◆ Records from a dataset ◆
------------------------
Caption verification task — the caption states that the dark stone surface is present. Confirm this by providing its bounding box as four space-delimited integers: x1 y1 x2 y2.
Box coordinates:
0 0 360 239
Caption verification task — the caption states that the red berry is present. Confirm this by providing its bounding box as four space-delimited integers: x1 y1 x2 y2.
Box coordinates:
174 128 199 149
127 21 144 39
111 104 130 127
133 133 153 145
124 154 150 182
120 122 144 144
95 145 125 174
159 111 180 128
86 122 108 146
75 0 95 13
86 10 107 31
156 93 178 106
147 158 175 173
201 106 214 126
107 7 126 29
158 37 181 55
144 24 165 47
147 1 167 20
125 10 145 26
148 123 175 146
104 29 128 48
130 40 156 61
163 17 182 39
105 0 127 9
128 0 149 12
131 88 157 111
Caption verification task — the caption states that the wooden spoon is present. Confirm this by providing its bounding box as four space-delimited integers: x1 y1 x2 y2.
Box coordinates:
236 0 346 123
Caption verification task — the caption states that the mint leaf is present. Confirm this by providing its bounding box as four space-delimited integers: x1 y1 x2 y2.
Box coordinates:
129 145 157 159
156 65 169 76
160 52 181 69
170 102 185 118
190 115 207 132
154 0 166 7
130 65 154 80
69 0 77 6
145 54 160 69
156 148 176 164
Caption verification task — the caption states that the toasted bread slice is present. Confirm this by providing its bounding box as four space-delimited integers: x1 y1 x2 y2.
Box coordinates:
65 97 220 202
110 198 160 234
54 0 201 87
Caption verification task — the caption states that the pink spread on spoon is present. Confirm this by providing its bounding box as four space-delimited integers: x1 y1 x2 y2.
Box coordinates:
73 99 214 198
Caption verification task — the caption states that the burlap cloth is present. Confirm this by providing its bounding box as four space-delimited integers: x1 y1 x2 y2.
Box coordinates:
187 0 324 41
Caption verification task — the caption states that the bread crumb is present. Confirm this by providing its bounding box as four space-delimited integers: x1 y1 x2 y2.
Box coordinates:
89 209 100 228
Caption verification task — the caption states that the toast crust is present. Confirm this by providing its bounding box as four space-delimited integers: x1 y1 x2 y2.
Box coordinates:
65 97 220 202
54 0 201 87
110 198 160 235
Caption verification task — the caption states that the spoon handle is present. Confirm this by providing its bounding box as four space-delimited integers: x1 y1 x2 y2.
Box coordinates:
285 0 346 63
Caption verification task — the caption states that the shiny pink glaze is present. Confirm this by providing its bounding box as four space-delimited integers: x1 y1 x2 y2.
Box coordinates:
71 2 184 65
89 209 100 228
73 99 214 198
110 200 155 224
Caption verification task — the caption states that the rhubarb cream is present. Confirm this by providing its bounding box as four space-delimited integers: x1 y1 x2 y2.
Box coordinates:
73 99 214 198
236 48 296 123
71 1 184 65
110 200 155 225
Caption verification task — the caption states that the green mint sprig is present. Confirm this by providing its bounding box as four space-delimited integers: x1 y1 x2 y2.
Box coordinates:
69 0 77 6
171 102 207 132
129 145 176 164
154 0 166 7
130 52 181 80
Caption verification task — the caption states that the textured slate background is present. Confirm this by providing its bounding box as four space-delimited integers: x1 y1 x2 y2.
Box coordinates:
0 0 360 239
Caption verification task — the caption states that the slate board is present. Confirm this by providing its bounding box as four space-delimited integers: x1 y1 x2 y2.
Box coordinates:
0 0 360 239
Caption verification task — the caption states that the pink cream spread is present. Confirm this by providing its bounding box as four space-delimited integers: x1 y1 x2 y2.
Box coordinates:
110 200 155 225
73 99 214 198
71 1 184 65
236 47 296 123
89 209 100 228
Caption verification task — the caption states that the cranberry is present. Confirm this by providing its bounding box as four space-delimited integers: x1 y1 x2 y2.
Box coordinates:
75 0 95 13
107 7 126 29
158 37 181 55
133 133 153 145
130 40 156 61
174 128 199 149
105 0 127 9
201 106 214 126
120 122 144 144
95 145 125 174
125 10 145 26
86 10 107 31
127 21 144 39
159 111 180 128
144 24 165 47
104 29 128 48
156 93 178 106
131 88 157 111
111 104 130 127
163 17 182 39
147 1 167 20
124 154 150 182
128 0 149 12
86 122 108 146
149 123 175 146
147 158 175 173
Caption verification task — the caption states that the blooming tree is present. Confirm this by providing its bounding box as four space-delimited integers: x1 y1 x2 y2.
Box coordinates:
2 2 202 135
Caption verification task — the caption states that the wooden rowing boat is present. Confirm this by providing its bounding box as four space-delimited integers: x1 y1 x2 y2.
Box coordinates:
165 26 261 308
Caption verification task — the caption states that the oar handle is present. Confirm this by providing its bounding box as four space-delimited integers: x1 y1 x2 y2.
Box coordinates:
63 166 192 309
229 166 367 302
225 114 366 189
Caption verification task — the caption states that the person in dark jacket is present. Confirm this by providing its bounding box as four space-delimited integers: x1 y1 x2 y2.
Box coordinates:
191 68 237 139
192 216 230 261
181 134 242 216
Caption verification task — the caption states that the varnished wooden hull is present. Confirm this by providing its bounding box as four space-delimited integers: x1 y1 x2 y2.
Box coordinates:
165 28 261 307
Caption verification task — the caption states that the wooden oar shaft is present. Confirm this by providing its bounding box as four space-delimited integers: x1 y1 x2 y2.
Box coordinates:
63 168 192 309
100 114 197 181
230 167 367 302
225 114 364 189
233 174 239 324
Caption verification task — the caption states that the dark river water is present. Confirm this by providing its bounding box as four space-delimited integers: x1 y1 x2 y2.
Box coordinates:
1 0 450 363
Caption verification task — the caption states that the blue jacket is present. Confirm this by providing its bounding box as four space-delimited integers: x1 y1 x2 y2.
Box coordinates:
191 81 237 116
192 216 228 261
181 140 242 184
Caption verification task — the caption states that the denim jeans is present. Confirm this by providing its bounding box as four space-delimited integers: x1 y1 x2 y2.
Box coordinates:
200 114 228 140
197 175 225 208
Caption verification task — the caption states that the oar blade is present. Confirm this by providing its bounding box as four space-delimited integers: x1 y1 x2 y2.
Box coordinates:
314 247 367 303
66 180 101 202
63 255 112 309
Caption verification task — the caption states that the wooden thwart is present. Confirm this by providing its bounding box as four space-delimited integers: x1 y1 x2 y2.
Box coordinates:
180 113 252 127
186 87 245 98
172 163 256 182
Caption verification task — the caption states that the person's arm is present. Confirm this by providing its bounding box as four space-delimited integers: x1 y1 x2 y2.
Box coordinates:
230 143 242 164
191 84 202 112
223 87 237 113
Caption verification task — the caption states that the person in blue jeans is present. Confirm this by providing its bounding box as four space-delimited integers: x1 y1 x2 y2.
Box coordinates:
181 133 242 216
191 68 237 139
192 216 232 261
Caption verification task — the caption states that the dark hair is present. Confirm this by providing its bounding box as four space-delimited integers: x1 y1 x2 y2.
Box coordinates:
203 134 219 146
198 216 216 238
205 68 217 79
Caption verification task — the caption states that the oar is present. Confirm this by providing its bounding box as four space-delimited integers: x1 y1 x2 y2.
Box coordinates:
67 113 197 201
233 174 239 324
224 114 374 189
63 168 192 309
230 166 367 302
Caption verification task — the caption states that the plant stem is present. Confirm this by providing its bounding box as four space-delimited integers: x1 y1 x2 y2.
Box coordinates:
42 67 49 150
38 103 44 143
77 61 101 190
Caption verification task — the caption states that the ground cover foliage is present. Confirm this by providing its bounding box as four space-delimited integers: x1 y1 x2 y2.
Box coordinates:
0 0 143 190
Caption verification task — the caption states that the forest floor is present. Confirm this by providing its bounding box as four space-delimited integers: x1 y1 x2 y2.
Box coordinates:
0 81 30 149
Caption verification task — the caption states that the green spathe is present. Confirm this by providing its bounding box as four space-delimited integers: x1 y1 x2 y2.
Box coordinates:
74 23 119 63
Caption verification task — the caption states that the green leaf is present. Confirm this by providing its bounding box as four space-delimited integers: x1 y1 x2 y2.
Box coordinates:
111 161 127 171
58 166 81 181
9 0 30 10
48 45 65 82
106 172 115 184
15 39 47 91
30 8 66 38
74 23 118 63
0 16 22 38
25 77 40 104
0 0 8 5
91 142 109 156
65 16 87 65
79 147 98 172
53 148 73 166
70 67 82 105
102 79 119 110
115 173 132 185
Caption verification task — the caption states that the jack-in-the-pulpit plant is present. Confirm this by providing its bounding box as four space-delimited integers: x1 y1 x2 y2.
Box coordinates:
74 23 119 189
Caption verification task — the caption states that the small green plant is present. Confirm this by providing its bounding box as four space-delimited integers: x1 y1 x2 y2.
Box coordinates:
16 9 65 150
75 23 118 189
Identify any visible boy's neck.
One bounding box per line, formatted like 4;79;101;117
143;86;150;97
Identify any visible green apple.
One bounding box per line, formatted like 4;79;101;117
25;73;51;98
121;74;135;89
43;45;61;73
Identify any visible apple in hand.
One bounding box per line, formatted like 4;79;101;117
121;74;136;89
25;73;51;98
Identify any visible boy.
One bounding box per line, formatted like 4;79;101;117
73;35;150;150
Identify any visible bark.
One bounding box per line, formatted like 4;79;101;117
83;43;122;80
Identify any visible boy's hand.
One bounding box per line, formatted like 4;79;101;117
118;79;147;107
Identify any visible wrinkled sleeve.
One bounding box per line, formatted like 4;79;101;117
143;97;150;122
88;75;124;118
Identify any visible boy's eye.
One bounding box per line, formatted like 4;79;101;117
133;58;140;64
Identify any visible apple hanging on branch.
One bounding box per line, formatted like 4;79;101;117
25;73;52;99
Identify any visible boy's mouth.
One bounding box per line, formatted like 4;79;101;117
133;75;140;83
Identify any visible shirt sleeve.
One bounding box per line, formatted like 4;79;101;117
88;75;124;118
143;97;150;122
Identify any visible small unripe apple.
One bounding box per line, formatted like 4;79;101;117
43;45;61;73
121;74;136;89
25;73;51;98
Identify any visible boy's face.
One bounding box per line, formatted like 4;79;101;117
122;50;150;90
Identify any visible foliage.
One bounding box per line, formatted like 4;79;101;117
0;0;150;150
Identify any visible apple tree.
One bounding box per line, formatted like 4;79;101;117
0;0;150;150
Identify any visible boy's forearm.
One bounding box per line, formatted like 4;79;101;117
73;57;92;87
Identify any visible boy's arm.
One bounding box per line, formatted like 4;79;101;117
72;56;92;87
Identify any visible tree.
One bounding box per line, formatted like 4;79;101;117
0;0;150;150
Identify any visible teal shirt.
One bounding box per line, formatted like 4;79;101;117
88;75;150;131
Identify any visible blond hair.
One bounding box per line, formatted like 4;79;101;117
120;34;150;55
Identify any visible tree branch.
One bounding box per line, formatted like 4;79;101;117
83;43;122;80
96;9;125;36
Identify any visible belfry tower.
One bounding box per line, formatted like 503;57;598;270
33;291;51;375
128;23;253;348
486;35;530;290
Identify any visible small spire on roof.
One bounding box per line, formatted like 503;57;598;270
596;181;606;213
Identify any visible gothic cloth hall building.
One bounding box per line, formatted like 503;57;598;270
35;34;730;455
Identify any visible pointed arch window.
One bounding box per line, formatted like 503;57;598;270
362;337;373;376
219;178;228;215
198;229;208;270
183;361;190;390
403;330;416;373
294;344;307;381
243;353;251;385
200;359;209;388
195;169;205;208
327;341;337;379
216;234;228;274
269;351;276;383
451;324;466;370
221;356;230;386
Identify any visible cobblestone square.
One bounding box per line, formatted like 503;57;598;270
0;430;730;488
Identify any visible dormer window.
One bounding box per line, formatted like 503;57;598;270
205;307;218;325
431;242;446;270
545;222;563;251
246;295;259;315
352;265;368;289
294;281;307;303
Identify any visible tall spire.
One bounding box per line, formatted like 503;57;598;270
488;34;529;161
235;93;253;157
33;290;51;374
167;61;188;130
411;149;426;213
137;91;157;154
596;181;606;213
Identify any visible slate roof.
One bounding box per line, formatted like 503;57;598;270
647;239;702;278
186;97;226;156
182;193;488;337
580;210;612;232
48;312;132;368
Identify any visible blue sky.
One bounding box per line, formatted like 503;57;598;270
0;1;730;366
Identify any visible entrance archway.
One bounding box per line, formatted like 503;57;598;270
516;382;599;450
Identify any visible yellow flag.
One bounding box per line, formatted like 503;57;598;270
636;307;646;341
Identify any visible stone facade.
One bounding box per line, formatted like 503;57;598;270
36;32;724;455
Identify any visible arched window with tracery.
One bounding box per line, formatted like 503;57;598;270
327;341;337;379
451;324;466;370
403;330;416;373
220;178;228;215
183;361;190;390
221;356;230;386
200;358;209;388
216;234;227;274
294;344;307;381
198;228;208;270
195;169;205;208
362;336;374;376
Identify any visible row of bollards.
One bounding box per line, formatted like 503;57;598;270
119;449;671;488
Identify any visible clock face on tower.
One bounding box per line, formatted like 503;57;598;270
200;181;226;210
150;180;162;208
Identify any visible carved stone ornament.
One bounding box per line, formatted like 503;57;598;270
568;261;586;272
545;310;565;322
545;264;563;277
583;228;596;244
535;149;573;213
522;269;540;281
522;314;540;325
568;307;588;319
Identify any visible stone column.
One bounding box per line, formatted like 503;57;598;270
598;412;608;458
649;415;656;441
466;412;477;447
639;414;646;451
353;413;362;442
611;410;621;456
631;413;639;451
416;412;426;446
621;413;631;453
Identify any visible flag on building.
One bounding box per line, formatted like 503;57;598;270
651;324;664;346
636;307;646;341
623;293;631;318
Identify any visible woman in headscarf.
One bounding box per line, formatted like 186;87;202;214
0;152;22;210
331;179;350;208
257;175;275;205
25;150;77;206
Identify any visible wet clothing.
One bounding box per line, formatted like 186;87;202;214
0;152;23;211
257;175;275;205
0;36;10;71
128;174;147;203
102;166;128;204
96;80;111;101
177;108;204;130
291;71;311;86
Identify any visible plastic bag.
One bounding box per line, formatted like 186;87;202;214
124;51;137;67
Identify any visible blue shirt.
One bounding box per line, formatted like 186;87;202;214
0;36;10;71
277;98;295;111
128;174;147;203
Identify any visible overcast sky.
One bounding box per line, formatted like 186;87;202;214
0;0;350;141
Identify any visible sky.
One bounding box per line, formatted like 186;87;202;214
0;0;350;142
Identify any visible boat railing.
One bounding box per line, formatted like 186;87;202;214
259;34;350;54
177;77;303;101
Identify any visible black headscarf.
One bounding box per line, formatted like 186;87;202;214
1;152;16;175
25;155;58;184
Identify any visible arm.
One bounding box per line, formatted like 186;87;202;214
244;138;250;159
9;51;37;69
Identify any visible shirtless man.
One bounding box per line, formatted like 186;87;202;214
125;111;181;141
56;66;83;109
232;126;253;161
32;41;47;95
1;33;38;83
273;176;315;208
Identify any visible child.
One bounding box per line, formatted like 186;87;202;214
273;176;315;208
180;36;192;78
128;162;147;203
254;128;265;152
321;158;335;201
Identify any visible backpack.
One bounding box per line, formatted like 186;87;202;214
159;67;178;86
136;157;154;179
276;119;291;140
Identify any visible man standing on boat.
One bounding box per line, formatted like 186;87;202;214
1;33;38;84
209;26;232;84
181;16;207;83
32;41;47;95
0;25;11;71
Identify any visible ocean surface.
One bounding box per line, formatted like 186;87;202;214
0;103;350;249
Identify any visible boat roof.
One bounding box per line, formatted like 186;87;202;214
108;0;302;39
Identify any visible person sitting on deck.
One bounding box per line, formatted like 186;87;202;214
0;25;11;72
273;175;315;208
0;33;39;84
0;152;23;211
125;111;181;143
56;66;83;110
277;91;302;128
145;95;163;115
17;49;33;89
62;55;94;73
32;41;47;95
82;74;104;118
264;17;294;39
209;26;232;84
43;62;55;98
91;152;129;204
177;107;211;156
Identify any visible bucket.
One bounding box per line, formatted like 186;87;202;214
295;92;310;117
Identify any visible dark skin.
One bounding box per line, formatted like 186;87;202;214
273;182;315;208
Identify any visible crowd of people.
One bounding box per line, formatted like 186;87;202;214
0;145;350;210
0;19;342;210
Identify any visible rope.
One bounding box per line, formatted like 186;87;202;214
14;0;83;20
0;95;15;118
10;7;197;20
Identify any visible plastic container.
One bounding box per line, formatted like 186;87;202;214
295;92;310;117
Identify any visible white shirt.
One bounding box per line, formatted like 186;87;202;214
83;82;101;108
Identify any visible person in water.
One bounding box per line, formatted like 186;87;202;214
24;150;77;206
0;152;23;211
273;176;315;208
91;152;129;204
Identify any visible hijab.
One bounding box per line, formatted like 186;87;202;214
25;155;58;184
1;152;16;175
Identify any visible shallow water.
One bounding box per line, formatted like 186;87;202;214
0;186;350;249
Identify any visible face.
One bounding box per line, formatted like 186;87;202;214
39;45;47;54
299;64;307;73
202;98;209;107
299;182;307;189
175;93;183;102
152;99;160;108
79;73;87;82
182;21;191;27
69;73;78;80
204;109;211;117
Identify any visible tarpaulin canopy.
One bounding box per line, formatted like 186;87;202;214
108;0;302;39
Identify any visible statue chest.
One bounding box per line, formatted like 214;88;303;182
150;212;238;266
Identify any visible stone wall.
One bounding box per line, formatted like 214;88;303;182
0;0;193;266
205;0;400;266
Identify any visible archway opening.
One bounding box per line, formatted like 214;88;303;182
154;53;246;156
------------------------
◆ Instructions for the task ◆
Beginning at the line containing "Identify any visible ocean surface.", repeat each line exactly through the last line of the entries, and include no other lines.

◆ Reply ◆
Identify any visible ocean surface.
One bounding box per line, formatted like 186;87;202;214
0;103;350;249
Identify any visible boat roof.
One bounding box per line, formatted like 186;87;202;214
108;0;302;39
Identify any visible person sitting on deck.
One bounding box per line, formatted like 186;87;202;214
0;25;11;72
273;175;315;208
0;33;39;84
0;152;23;211
125;111;181;143
56;66;83;110
277;91;302;128
145;95;163;115
17;49;33;89
62;55;94;73
32;41;47;95
82;74;104;118
264;17;294;39
209;26;232;84
43;62;55;98
91;152;129;204
177;107;211;156
Identify any visible bucket.
One bounding box per line, formatted like 186;87;202;214
295;92;310;117
Identify any visible dark skin.
One bounding box per line, formatted like 186;87;202;214
273;182;315;208
Identify any visible crowd of people.
One bounding box per line, formatted like 186;87;202;214
0;145;350;210
0;19;342;210
Identify any visible rope.
One bounding box per line, formatted like 186;87;202;214
14;0;83;20
0;95;15;118
10;7;197;20
Identify any visible plastic container.
One bounding box per line, formatted like 186;87;202;214
295;92;310;117
Identify any visible white shirt.
One bounding box per line, formatted like 186;87;202;214
83;82;101;108
Identify any visible person in water.
One bounding box per line, formatted like 186;87;202;214
24;150;77;206
0;152;23;211
273;176;315;208
91;152;129;204
Identify any visible hijab.
One bounding box per line, formatted like 186;87;202;214
25;155;58;184
1;152;16;175
Identify any visible shallow water.
One bounding box per line, formatted like 186;87;202;214
0;186;350;249
Identify any visible face.
One bounding box per line, formatted like 186;87;202;214
39;45;47;54
299;64;307;73
202;98;209;107
299;182;307;189
175;93;183;102
152;99;160;108
79;73;87;82
182;21;191;27
69;73;78;80
204;109;211;117
Identify any visible tarpaulin canopy.
One bounding box per line, formatted like 186;87;202;214
108;0;302;39
Identify any visible statue chest.
One bounding box per line, formatted like 214;88;303;182
150;212;238;266
Identify any visible stone wall.
One bounding box per line, formatted like 214;88;303;182
0;0;193;266
205;0;400;266
Identify any visible archway opening.
One bounding box per line, formatted like 214;88;303;182
154;53;246;156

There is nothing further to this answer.